**Problem to solve**
Rescale the answer coordinates in all of the rows below by reproducing every line in full. Multiply each x and y value in the answers by 2.2, round to whole numbers with halves rounded up, and leave all other lines and numbers as they are.

**Records for this task**

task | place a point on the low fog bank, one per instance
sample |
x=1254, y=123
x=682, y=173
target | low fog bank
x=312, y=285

**Output for this exercise**
task | place a point on the low fog bank, one per instance
sample |
x=1254, y=123
x=682, y=173
target | low fog bank
x=686, y=627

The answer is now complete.